** Opening INPUT MATERIAL block **

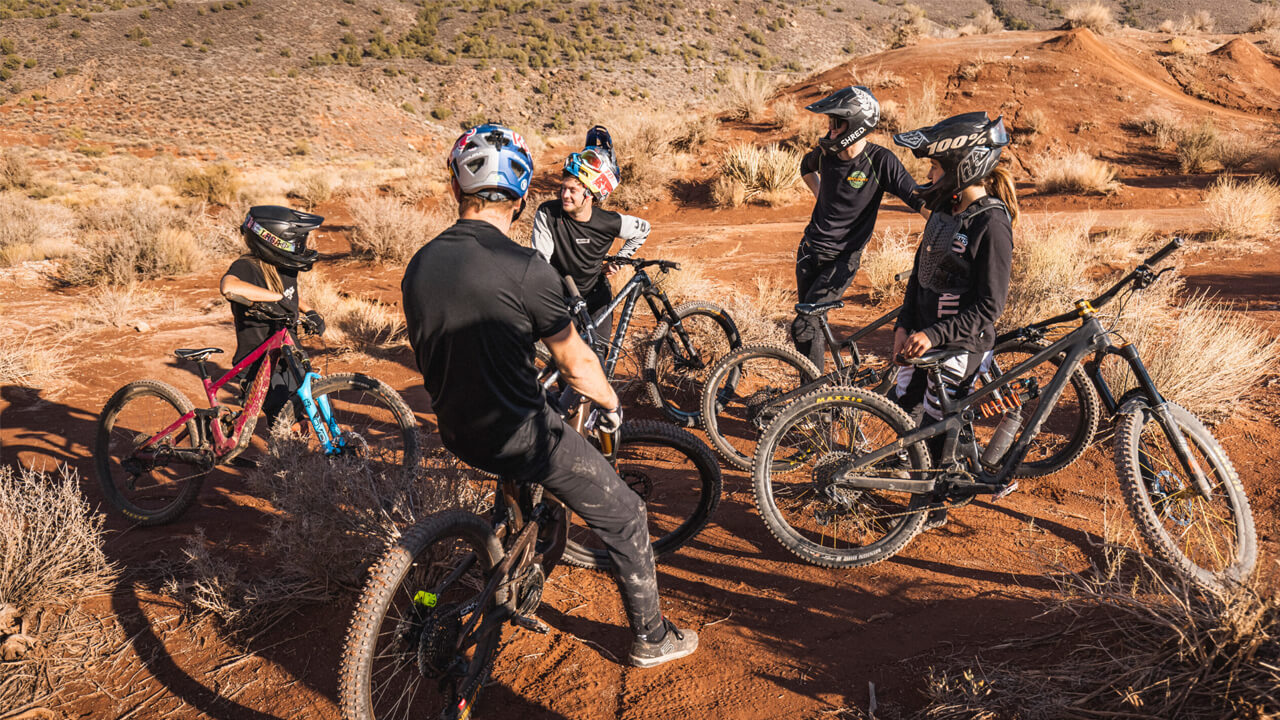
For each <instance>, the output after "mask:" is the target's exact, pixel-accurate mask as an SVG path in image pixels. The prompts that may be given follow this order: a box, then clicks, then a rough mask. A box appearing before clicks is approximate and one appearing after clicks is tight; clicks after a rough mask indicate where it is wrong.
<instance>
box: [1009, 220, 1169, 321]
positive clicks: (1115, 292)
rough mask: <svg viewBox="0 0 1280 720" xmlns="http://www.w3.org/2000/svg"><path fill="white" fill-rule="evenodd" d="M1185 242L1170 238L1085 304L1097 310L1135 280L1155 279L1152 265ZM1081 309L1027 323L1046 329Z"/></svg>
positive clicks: (1145, 286)
mask: <svg viewBox="0 0 1280 720" xmlns="http://www.w3.org/2000/svg"><path fill="white" fill-rule="evenodd" d="M1185 243H1187V241H1185V240H1183V238H1180V237H1175V238H1172V240H1170V241H1169V245H1166V246H1164V247H1161V249H1160V250H1157V251H1156V252H1155V254H1153V255H1152V256H1149V258H1147V259H1146V260H1143V261H1142V264H1139V265H1138V266H1137V268H1134V269H1133V270H1130V272H1129V274H1126V275H1125V277H1123V278H1120V279H1119V281H1117V282H1116V284H1114V286H1111V287H1110V288H1107V290H1106V291H1105V292H1103V293H1102V295H1100V296H1097V297H1094V299H1093V300H1089V301H1082V302H1084V304H1085V305H1088V307H1089V309H1093V310H1096V309H1098V307H1102V306H1103V305H1106V304H1107V302H1111V300H1114V299H1115V296H1116V295H1119V293H1120V291H1121V290H1124V288H1125V287H1126V286H1128V284H1130V283H1133V282H1138V281H1146V282H1148V283H1149V281H1151V279H1155V277H1152V274H1151V269H1152V265H1156V264H1157V263H1160V261H1161V260H1164V259H1165V258H1169V256H1170V255H1172V254H1174V251H1175V250H1178V249H1179V247H1181V246H1183V245H1185ZM1148 278H1149V279H1148ZM1142 287H1146V286H1142ZM1080 311H1082V309H1079V307H1078V309H1075V310H1071V311H1070V313H1062V314H1061V315H1055V316H1052V318H1050V319H1047V320H1041V322H1038V323H1036V324H1032V325H1027V329H1044V328H1047V327H1050V325H1056V324H1059V323H1066V322H1069V320H1074V319H1076V318H1079V316H1080Z"/></svg>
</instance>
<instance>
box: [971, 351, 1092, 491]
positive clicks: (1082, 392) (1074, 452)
mask: <svg viewBox="0 0 1280 720" xmlns="http://www.w3.org/2000/svg"><path fill="white" fill-rule="evenodd" d="M1047 346H1048V345H1047V343H1043V342H1032V341H1010V342H1006V343H1004V345H1000V346H997V347H996V348H995V350H993V351H992V352H993V356H995V360H996V364H997V365H998V368H1000V370H1001V372H1009V370H1010V369H1012V368H1014V366H1015V365H1018V364H1019V363H1021V361H1024V360H1028V359H1030V356H1032V355H1036V354H1037V352H1039V351H1042V350H1044V347H1047ZM1060 366H1061V356H1060V357H1056V359H1053V360H1051V361H1048V363H1041V364H1039V365H1037V366H1036V368H1032V369H1030V370H1029V372H1028V373H1027V374H1025V375H1024V377H1028V378H1036V380H1037V382H1038V383H1039V387H1041V389H1043V388H1046V387H1048V383H1050V379H1052V377H1053V373H1056V372H1057V369H1059V368H1060ZM1039 402H1041V398H1033V400H1028V401H1027V402H1025V405H1024V406H1023V425H1021V428H1020V429H1019V432H1021V429H1025V428H1027V424H1028V423H1029V421H1030V419H1032V415H1033V414H1034V413H1036V409H1037V407H1038V406H1039ZM1100 416H1101V405H1100V402H1098V393H1097V391H1096V389H1093V383H1092V382H1091V380H1089V377H1088V375H1085V374H1084V370H1083V369H1082V368H1079V366H1076V368H1075V370H1073V372H1071V375H1070V378H1069V382H1068V384H1066V387H1065V388H1062V395H1061V396H1060V397H1059V400H1057V405H1055V406H1053V410H1052V411H1051V413H1050V414H1048V416H1047V418H1044V424H1043V425H1041V429H1039V433H1037V436H1036V437H1034V438H1033V439H1032V443H1030V446H1029V447H1028V448H1027V455H1025V456H1024V457H1023V461H1021V462H1020V464H1019V465H1018V468H1016V469H1014V477H1016V478H1039V477H1043V475H1051V474H1053V473H1056V471H1059V470H1061V469H1064V468H1066V466H1069V465H1070V464H1073V462H1075V461H1076V460H1079V459H1080V456H1082V455H1084V451H1085V450H1087V448H1088V447H1089V443H1092V442H1093V437H1094V436H1096V434H1097V432H1098V418H1100ZM1002 418H1004V415H997V416H995V418H991V419H987V420H978V421H975V423H974V429H975V430H977V432H978V439H979V442H983V443H986V441H987V439H989V437H991V433H992V432H995V429H996V425H998V424H1000V420H1001V419H1002Z"/></svg>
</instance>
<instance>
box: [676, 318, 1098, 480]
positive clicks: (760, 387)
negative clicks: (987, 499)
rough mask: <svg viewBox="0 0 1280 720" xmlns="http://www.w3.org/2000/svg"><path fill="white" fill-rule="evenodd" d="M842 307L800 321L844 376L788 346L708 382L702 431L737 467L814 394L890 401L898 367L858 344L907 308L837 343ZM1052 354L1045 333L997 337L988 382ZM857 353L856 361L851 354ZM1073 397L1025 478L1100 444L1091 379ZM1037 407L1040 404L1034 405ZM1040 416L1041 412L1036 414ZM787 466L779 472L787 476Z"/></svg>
mask: <svg viewBox="0 0 1280 720" xmlns="http://www.w3.org/2000/svg"><path fill="white" fill-rule="evenodd" d="M844 306H845V304H844V301H841V300H835V301H829V302H819V304H799V305H796V306H795V310H796V313H797V314H801V315H813V316H817V319H818V323H819V325H820V328H822V333H823V336H824V337H826V338H827V347H828V348H829V352H831V357H832V361H833V363H835V365H836V369H835V370H832V372H831V373H827V374H820V373H819V370H818V368H817V366H814V364H813V363H812V361H810V360H809V359H808V357H805V356H804V355H800V352H797V351H796V350H795V348H794V347H791V346H786V345H780V343H768V342H767V343H756V345H748V346H744V347H740V348H737V350H735V351H733V352H730V354H728V355H726V356H724V357H721V361H719V363H717V364H716V366H714V368H712V369H710V372H709V373H708V375H707V383H705V384H704V386H703V395H701V415H700V416H701V424H703V429H704V430H705V432H707V438H708V439H710V442H712V446H713V447H714V448H716V451H717V452H718V454H719V455H721V457H723V459H724V461H726V462H728V464H730V465H732V466H735V468H737V469H740V470H750V469H751V460H753V457H754V455H755V447H756V443H758V442H759V438H760V433H762V432H763V430H764V428H765V425H768V424H769V423H771V421H772V420H773V418H776V416H777V415H778V413H781V411H782V409H785V407H786V406H787V405H790V404H791V402H795V401H796V400H799V398H801V397H804V396H806V395H809V393H810V392H813V391H815V389H819V388H823V387H831V386H854V387H861V388H865V389H870V391H873V392H876V393H879V395H887V393H888V391H890V389H892V388H893V383H895V380H896V374H897V373H896V368H895V366H893V364H891V363H888V364H886V363H879V364H874V363H869V361H868V357H867V356H865V355H863V354H861V352H860V351H859V348H858V342H859V341H861V340H864V338H865V337H868V336H870V334H872V333H873V332H876V331H878V329H881V328H883V327H886V325H888V324H890V323H892V322H893V320H896V319H897V315H899V311H900V310H901V307H895V309H892V310H890V311H888V313H884V314H883V315H881V316H879V318H877V319H874V320H872V322H870V323H869V324H868V325H865V327H864V328H861V329H859V331H856V332H854V333H852V334H850V336H849V337H846V338H845V340H844V342H837V341H836V337H835V333H833V332H832V331H831V325H829V324H828V322H827V313H829V311H831V310H837V309H840V307H844ZM1043 347H1046V338H1044V333H1043V332H1042V331H1037V329H1033V328H1019V329H1016V331H1012V332H1009V333H1005V334H1002V336H1000V337H997V338H996V347H995V350H993V351H992V360H991V365H989V368H988V369H987V370H986V372H983V373H982V375H980V377H979V380H980V382H982V383H987V382H991V379H992V378H993V377H996V375H998V374H1000V373H1001V368H1011V366H1014V365H1016V364H1018V363H1021V361H1023V360H1025V359H1027V357H1029V356H1032V355H1034V354H1036V352H1038V351H1039V350H1042V348H1043ZM845 352H847V354H849V361H847V363H846V361H845V359H844V354H845ZM1059 363H1061V356H1057V357H1055V359H1053V361H1052V364H1050V365H1046V366H1044V368H1043V369H1039V370H1037V372H1038V373H1041V374H1042V377H1038V378H1037V379H1038V382H1046V380H1047V377H1043V374H1044V373H1046V372H1048V373H1051V372H1052V369H1053V368H1055V366H1056V364H1059ZM1070 387H1071V393H1070V395H1069V396H1066V397H1064V398H1062V400H1061V401H1060V402H1059V405H1057V407H1056V409H1055V410H1053V414H1052V415H1051V416H1050V418H1048V420H1047V421H1046V424H1044V427H1042V428H1041V433H1039V434H1038V436H1037V437H1036V439H1034V441H1033V442H1032V445H1030V446H1029V447H1028V451H1027V455H1025V456H1024V457H1023V460H1021V461H1020V462H1019V465H1018V468H1016V469H1015V471H1014V475H1015V477H1018V478H1036V477H1041V475H1048V474H1051V473H1056V471H1059V470H1061V469H1062V468H1066V466H1068V465H1070V464H1071V462H1075V460H1078V459H1079V457H1080V455H1083V454H1084V450H1085V448H1087V447H1088V446H1089V443H1092V442H1093V437H1094V434H1096V433H1097V429H1098V415H1100V409H1098V397H1097V393H1096V392H1094V391H1093V384H1092V383H1091V382H1089V379H1088V377H1085V374H1084V372H1083V370H1080V369H1076V370H1075V372H1073V373H1071V375H1070ZM1030 402H1032V404H1033V405H1034V402H1037V401H1036V400H1030ZM1028 410H1032V411H1033V410H1034V406H1032V407H1028ZM975 427H977V430H978V434H979V437H984V436H987V434H989V433H991V432H992V430H993V423H992V421H987V420H986V419H983V418H979V419H978V420H975ZM781 468H782V466H780V468H778V469H781Z"/></svg>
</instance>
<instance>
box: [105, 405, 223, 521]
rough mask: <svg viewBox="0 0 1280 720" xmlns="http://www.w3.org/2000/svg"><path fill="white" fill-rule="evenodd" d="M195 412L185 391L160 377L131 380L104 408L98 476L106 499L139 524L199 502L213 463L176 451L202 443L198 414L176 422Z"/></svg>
mask: <svg viewBox="0 0 1280 720" xmlns="http://www.w3.org/2000/svg"><path fill="white" fill-rule="evenodd" d="M191 411H192V405H191V401H189V400H187V397H186V396H184V395H182V392H179V391H178V389H177V388H174V387H173V386H170V384H168V383H161V382H157V380H138V382H133V383H129V384H127V386H124V387H122V388H120V389H118V391H115V395H113V396H111V398H110V400H108V401H106V405H105V406H104V407H102V413H101V414H100V415H99V419H97V436H96V438H95V442H93V465H95V469H96V470H97V480H99V483H100V484H101V486H102V496H104V497H105V498H106V501H108V502H109V503H110V505H111V506H113V507H115V509H116V510H119V511H120V512H123V514H124V515H125V516H127V518H129V519H131V520H133V521H134V523H138V524H142V525H159V524H163V523H168V521H170V520H173V519H174V518H177V516H178V515H180V514H182V512H183V511H184V510H187V507H189V506H191V503H192V502H195V501H196V496H197V495H198V493H200V486H201V483H202V482H204V479H205V475H206V474H207V473H209V470H210V465H205V464H196V462H192V461H189V460H184V459H180V457H179V456H177V455H175V451H187V452H188V454H189V452H193V451H196V450H198V448H200V430H198V427H197V424H196V419H195V418H192V419H189V420H187V421H186V423H183V424H179V425H177V427H174V424H175V423H177V421H178V419H179V418H182V416H183V415H186V414H187V413H191ZM169 428H173V429H172V432H169V433H168V434H165V436H164V437H161V438H159V439H155V441H152V438H156V436H159V434H160V433H163V432H164V430H165V429H169ZM210 457H211V454H210Z"/></svg>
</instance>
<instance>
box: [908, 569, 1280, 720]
mask: <svg viewBox="0 0 1280 720" xmlns="http://www.w3.org/2000/svg"><path fill="white" fill-rule="evenodd" d="M1110 555H1111V556H1112V557H1114V560H1112V561H1111V564H1110V566H1107V568H1105V569H1102V570H1097V571H1094V573H1093V574H1092V575H1089V577H1087V575H1082V574H1078V573H1070V571H1069V573H1065V574H1064V575H1062V577H1061V578H1060V579H1059V578H1057V577H1055V580H1056V582H1057V583H1059V585H1060V593H1059V597H1057V600H1055V601H1053V605H1055V607H1051V615H1050V616H1051V618H1055V619H1057V620H1060V624H1061V632H1059V633H1053V634H1052V635H1050V637H1044V638H1039V639H1034V641H1028V646H1027V650H1029V651H1034V652H1036V656H1034V657H1030V656H1028V657H1025V659H1023V660H1021V661H1018V662H1005V664H996V665H991V664H983V662H982V661H980V659H978V662H977V664H974V665H973V666H970V667H947V669H936V670H933V673H932V676H931V679H929V683H928V689H927V692H928V696H929V701H931V702H929V707H928V708H927V710H925V711H924V716H925V717H929V719H933V720H960V719H973V720H975V719H993V717H1023V719H1028V720H1039V719H1056V717H1062V716H1064V708H1068V707H1069V708H1071V712H1073V716H1079V717H1272V716H1275V712H1276V711H1277V708H1280V697H1277V693H1276V688H1277V687H1280V598H1277V597H1276V594H1275V593H1274V592H1271V591H1270V589H1267V588H1265V587H1263V585H1262V584H1261V583H1253V584H1248V585H1244V587H1238V588H1235V589H1233V591H1230V592H1228V593H1225V594H1222V596H1219V597H1215V596H1206V594H1203V593H1199V592H1197V591H1196V589H1193V588H1189V587H1187V585H1183V584H1176V583H1170V582H1166V580H1162V579H1161V575H1162V573H1161V570H1162V569H1161V568H1155V566H1152V565H1151V564H1149V562H1148V561H1144V560H1142V559H1134V557H1133V555H1132V553H1130V552H1126V551H1123V550H1111V552H1110ZM1121 564H1126V565H1128V566H1137V573H1138V574H1137V577H1134V575H1133V573H1132V571H1128V570H1125V571H1121ZM964 662H965V665H969V664H973V662H974V659H973V657H972V656H970V657H968V659H966V660H965V661H964Z"/></svg>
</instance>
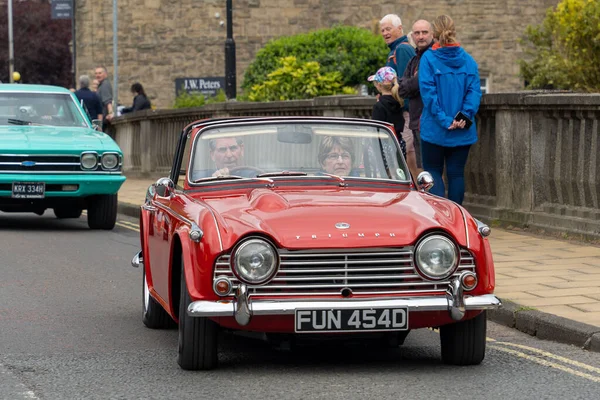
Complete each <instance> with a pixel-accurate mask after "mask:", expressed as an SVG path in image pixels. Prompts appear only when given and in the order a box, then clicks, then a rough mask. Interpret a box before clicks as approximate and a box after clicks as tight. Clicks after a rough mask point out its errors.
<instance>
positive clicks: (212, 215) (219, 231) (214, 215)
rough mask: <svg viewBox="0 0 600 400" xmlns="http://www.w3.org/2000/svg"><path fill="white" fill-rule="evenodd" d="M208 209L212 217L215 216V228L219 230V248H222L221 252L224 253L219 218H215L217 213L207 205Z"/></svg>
mask: <svg viewBox="0 0 600 400" xmlns="http://www.w3.org/2000/svg"><path fill="white" fill-rule="evenodd" d="M206 208H208V210H209V211H210V215H212V216H213V221H215V228H216V229H217V237H218V238H219V246H220V247H221V251H223V240H222V239H221V230H220V229H219V223H218V222H217V217H216V216H215V212H214V211H213V209H212V207H210V206H208V205H207V206H206Z"/></svg>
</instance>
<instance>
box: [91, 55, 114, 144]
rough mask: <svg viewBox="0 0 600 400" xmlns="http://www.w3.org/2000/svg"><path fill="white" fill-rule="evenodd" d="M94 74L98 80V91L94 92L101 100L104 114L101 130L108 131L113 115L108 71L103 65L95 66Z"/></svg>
mask: <svg viewBox="0 0 600 400" xmlns="http://www.w3.org/2000/svg"><path fill="white" fill-rule="evenodd" d="M94 76H95V78H96V79H97V80H98V82H99V84H98V91H97V92H96V93H97V94H98V97H100V101H101V102H102V111H103V112H102V114H103V115H104V116H105V117H104V118H103V120H102V131H103V132H105V133H108V130H109V124H110V121H111V120H112V119H113V117H114V116H115V114H114V112H113V104H112V100H113V98H112V86H111V84H110V81H109V80H108V73H107V72H106V68H105V67H102V66H98V67H96V70H95V71H94ZM107 122H108V123H107Z"/></svg>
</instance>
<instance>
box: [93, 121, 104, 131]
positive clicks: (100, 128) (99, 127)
mask: <svg viewBox="0 0 600 400" xmlns="http://www.w3.org/2000/svg"><path fill="white" fill-rule="evenodd" d="M92 128H94V130H96V131H102V120H101V119H93V120H92Z"/></svg>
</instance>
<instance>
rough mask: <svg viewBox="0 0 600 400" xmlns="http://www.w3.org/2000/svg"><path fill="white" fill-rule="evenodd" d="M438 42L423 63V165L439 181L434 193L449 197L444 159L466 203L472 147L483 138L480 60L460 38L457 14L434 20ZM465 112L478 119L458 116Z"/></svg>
mask: <svg viewBox="0 0 600 400" xmlns="http://www.w3.org/2000/svg"><path fill="white" fill-rule="evenodd" d="M432 27H433V38H434V39H435V40H436V43H435V44H434V45H433V46H432V48H431V51H427V52H425V53H424V54H423V56H422V57H421V62H420V63H419V70H418V76H419V89H420V91H421V98H422V99H423V113H422V114H421V142H422V144H421V152H422V161H423V168H424V169H425V170H426V171H429V172H430V173H431V175H432V177H433V179H434V182H435V186H434V187H433V188H432V189H431V193H433V194H435V195H438V196H442V197H443V196H444V195H445V187H444V181H443V180H442V173H443V171H444V164H445V166H446V176H447V178H448V198H449V199H450V200H452V201H455V202H456V203H458V204H462V202H463V199H464V196H465V164H466V163H467V157H468V155H469V148H470V147H471V145H472V144H473V143H475V142H477V128H476V126H475V120H474V118H475V114H477V110H478V109H479V101H480V100H481V87H480V83H479V72H478V68H477V63H476V62H475V60H474V59H473V57H471V56H470V55H469V54H468V53H467V52H466V51H465V50H464V49H463V48H462V47H460V44H459V43H458V41H457V40H456V29H455V27H454V22H453V21H452V18H450V17H449V16H447V15H440V16H439V17H437V18H436V19H435V20H434V21H433V23H432ZM459 112H462V113H463V114H464V115H466V116H467V117H468V118H469V119H470V120H471V121H473V124H472V125H471V126H470V127H468V126H467V124H466V121H465V120H457V119H455V116H456V115H457V114H458V113H459Z"/></svg>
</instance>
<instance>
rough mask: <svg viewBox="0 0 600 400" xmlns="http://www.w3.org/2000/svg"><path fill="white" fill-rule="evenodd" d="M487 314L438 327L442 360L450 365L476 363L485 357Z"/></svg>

** Closing INPUT MATERIAL block **

Whenever the word "pixels" appears in a line of the data above, that line counts. Say how many lines count, and nothing more.

TASK SOLUTION — 2